● What you are asked to do
Return, from the data that follows, each line that holds the word "surface".

(Record set Opens)

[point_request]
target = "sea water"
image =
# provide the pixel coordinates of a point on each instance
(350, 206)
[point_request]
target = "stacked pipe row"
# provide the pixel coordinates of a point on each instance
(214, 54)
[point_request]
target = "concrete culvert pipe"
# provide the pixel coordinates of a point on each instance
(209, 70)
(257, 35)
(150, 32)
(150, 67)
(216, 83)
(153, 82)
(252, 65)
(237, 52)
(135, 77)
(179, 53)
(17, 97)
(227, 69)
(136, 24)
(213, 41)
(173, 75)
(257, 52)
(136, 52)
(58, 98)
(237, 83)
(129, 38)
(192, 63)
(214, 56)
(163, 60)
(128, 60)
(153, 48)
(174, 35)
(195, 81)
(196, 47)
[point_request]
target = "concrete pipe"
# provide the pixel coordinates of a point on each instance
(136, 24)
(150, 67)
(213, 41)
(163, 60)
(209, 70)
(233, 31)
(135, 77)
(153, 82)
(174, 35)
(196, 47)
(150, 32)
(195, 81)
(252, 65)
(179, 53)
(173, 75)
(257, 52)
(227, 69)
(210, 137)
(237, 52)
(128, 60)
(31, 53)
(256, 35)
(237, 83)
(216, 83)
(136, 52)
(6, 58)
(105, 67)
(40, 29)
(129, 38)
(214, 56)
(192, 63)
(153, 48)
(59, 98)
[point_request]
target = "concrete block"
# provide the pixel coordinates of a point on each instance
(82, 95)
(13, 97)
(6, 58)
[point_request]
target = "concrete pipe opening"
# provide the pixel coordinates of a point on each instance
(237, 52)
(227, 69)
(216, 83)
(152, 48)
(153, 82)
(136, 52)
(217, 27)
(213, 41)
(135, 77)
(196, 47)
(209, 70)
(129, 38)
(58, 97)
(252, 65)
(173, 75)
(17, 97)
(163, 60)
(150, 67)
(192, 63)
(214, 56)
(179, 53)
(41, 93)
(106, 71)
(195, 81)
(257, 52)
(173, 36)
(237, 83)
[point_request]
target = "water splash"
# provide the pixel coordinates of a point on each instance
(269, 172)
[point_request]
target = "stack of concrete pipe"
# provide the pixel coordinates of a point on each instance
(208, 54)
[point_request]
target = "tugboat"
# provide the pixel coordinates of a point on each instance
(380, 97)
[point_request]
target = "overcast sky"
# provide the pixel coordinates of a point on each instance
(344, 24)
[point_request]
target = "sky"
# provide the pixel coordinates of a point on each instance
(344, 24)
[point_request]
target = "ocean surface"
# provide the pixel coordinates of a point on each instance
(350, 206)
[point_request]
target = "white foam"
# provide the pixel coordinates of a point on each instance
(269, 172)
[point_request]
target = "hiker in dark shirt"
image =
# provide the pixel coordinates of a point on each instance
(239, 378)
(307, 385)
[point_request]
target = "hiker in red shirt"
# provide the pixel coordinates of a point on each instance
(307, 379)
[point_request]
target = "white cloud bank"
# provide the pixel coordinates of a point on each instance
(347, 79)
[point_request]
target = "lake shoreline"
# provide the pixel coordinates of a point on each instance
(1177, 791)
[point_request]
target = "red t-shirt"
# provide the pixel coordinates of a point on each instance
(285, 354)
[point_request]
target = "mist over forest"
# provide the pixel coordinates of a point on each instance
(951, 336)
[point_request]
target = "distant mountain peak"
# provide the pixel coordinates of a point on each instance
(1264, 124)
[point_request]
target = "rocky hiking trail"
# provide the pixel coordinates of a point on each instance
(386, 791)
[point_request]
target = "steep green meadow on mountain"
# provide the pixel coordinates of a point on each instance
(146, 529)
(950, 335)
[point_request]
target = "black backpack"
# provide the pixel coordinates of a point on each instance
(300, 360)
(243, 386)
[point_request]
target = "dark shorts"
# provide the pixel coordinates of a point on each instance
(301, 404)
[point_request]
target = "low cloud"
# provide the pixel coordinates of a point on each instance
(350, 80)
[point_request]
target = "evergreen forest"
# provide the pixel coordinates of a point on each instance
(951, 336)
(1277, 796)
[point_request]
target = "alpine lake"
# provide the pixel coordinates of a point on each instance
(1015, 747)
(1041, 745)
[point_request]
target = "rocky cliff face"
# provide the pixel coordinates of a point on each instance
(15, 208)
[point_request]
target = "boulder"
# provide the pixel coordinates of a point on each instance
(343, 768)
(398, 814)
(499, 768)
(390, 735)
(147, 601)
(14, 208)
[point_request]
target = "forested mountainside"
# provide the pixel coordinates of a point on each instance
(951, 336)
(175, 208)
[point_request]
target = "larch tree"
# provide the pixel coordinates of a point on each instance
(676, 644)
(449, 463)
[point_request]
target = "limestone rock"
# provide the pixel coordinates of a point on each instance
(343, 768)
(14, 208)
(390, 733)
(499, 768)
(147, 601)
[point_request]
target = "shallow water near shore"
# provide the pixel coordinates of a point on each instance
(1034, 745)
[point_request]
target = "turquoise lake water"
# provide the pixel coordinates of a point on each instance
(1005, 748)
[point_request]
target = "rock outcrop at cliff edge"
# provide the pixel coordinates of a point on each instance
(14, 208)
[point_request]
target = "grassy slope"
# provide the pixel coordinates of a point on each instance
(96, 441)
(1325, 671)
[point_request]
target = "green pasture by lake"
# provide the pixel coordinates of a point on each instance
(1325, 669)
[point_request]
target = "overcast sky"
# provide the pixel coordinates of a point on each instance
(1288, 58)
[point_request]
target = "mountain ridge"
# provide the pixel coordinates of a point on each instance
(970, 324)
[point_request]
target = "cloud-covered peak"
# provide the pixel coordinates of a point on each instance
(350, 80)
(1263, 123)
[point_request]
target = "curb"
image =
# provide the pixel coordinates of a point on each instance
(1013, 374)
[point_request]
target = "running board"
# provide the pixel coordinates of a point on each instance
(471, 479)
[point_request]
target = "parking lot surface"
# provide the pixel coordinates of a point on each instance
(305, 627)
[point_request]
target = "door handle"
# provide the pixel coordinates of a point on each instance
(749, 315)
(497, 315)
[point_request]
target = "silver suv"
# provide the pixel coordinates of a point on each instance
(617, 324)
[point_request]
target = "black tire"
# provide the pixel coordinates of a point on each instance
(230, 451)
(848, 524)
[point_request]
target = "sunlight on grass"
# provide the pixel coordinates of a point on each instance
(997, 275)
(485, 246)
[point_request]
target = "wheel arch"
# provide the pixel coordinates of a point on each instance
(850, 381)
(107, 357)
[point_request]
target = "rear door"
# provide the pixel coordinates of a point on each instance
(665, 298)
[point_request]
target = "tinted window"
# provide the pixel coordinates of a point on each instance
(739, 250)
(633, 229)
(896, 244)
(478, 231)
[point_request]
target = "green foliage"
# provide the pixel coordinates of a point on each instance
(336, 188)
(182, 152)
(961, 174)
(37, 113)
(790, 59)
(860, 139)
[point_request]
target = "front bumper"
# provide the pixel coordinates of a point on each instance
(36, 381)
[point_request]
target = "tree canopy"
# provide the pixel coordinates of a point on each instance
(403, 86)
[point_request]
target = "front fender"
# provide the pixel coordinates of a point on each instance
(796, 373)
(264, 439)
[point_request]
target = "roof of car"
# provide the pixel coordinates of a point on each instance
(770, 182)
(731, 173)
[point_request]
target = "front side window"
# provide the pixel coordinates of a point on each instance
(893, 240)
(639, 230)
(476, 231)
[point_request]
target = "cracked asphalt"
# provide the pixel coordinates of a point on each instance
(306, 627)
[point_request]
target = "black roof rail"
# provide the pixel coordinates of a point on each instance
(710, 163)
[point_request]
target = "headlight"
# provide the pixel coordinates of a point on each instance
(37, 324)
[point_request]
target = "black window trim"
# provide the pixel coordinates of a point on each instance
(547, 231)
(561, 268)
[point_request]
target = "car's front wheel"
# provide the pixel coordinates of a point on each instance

(Record set Closes)

● Task result
target = "ocean surface"
target = "parking lot surface"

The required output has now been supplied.